Activity: Copy out nothing but the line containing "the boat and" and the lines that follow it to the end of the entries, exactly as they stand.

Exercise data:

···

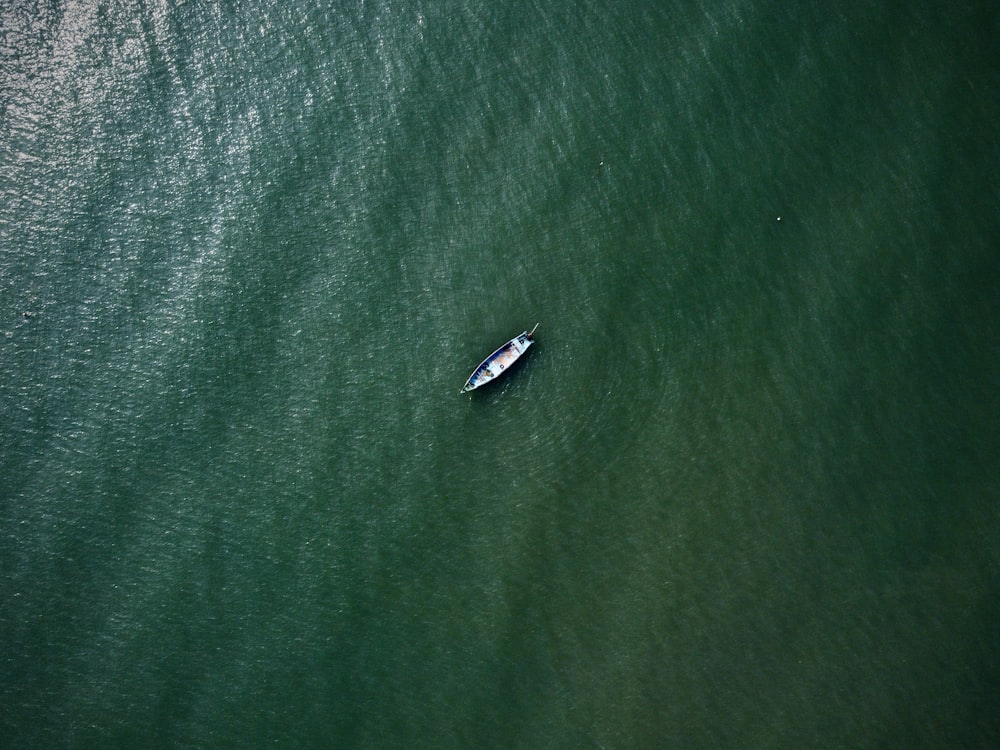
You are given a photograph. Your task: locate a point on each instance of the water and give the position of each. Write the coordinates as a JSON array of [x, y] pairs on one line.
[[742, 492]]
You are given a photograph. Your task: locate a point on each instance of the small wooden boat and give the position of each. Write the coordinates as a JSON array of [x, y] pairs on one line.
[[500, 361]]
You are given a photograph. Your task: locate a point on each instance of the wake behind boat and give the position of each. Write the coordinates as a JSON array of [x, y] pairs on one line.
[[497, 363]]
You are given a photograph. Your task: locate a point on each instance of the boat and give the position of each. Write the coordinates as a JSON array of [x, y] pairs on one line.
[[500, 361]]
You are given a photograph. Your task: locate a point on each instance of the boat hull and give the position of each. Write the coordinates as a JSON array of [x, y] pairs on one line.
[[499, 361]]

···

Finished task:
You are given a photograph. Your task: locate a point on each instance of the boat and give the position of each. Write the coordinates as a JSON array of [x, y] pairs on one line.
[[500, 361]]
You are given a photograph. Your task: locate a point on each instance of the boat hull and give the position of each. Write the coordinates as a JSON array of [x, y] pairs on one line.
[[499, 361]]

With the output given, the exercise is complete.